## READING PASSAGE:

◇ ◇ ◇

Judi Hilliker and Laurie White led the walk called “BHHT Explores the Outdoors: Robins and Dandelions,” one of a series of family-friendly events sponsored by Blue Hill Heritage Trust. This one focused on robins and dandelions, two species that are being observed in Maine as a way of monitoring the impact of climate change.
At 10 a.m. the two leaders began the program with some basic information about robins, dandelions, and wildlife in general. The six audience members learned about some of what BHHT is doing to protect local land and about the opportunities community members have to join the cause. It was too late in the season to see any dandelions, but the group was able to identify many small yellow flowers that looked similar. Judi informed them that those are called hawkweed, and that they belong to the sunflower family along with that springtime staple, the dandelion. The group also learned about a program called “Signs of the Seasons,” which works closely with BHHT and which Hilliker and White take part in.
“Signs of the Seasons: A Maine Phenology Program” is a branch of the USA National Phenology Network. “Phenology” itself is the study of seasonal and locational changes among plants and animals, especially in regards to climate change. The project is coordinated by the University of Maine and sponsored by many other organizations concerned with wildlife conservation. The program helps local people record what kind of plants and animals they are seeing in their communities, and then connects them with scientists who document the information. Hilliker enjoyed being a part of the program, saying, “what I find is I’m so much more aware of what’s going on in my yard.”

◇ ◇ ◇

## DATASET ENTRIES:
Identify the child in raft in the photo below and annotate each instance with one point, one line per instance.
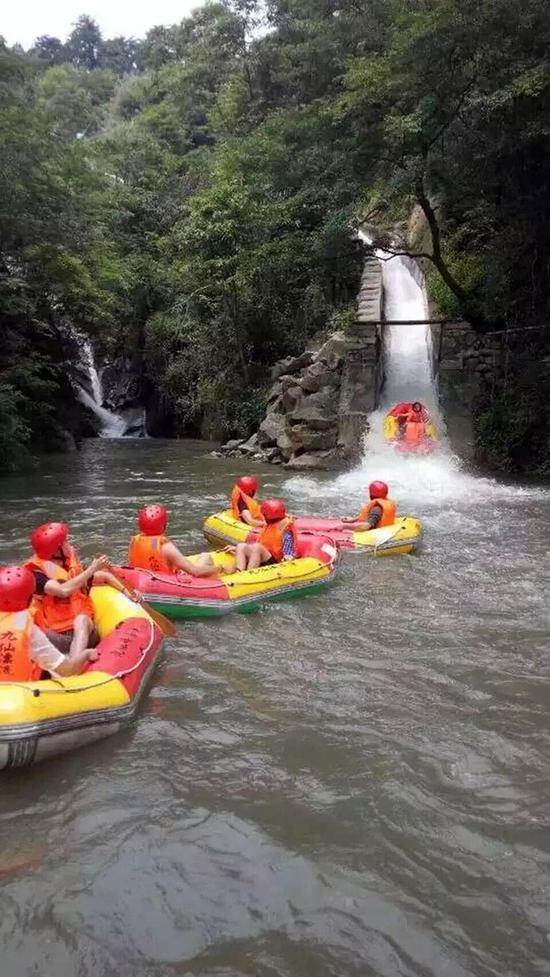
(63, 609)
(275, 543)
(380, 511)
(150, 549)
(25, 651)
(244, 506)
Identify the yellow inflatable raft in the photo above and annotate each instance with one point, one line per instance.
(180, 595)
(42, 719)
(403, 536)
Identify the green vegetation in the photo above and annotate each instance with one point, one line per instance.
(191, 196)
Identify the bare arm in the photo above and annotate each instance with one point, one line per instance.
(250, 520)
(57, 589)
(362, 525)
(177, 561)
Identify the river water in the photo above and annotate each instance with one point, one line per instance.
(354, 783)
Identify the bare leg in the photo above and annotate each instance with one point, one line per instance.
(241, 556)
(257, 555)
(82, 632)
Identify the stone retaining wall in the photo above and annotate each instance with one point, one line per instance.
(320, 401)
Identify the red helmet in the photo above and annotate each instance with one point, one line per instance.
(248, 484)
(153, 519)
(17, 585)
(378, 490)
(273, 510)
(47, 539)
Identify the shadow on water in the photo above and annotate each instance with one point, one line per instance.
(354, 783)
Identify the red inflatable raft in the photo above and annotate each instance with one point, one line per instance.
(181, 595)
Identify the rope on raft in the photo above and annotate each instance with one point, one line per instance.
(220, 585)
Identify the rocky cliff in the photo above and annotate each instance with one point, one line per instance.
(319, 402)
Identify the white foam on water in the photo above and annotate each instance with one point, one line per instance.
(112, 425)
(435, 480)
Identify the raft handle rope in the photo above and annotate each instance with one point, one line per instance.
(222, 584)
(84, 688)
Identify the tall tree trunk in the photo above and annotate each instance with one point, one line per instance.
(473, 315)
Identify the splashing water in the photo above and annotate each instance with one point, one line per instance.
(417, 482)
(112, 425)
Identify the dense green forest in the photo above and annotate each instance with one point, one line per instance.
(190, 196)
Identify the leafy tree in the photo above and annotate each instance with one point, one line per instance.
(84, 44)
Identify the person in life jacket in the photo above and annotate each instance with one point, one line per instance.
(379, 510)
(25, 651)
(243, 504)
(63, 609)
(276, 542)
(152, 550)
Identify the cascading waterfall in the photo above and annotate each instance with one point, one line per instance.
(407, 347)
(408, 376)
(112, 425)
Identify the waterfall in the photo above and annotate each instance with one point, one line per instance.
(112, 425)
(407, 348)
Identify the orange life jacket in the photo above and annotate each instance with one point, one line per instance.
(414, 431)
(16, 664)
(58, 613)
(237, 496)
(389, 511)
(273, 535)
(146, 553)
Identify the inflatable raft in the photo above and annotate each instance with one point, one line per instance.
(403, 536)
(45, 718)
(181, 595)
(394, 434)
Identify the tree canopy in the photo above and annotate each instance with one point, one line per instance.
(192, 195)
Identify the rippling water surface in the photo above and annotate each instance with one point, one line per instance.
(355, 783)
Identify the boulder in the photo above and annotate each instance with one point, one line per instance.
(285, 445)
(333, 351)
(271, 428)
(302, 436)
(249, 447)
(318, 375)
(293, 364)
(319, 410)
(291, 398)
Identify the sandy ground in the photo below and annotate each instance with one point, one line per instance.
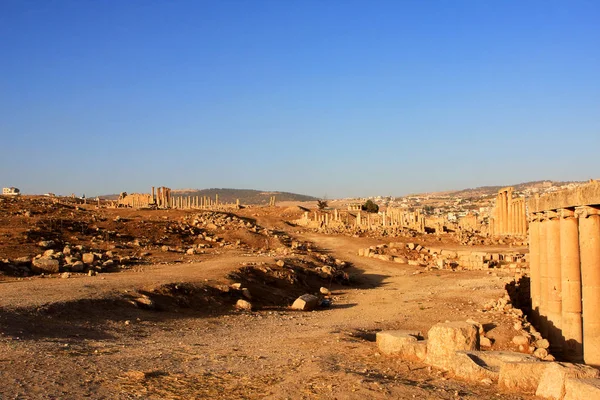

◇ ◇ ◇

## LIST OF TASKS:
1: Answer these about the nature walk article:
(a) Which organization sponsored the series of family-friendly events?
(b) What plant family do hawkweed and dandelions belong to?
(c) Which university coordinates the "Signs of the Seasons" project?
2: Copy out the part of the nature walk article starting at "At 10 a.m. the" and ending at "take part in.", word for word.
The records aren't used for anything here.

## RESULTS FOR THE EXERCISE:
1:
(a) Blue Hill Heritage Trust
(b) The sunflower family
(c) The University of Maine

2:
At 10 a.m. the two leaders began the program with some basic information about robins, dandelions, and wildlife in general. The six audience members learned about some of what BHHT is doing to protect local land and about the opportunities community members have to join the cause. It was too late in the season to see any dandelions, but the group was able to identify many small yellow flowers that looked similar. Judi informed them that those are called hawkweed, and that they belong to the sunflower family along with that springtime staple, the dandelion. The group also learned about a program called “Signs of the Seasons,” which works closely with BHHT and which Hilliker and White take part in.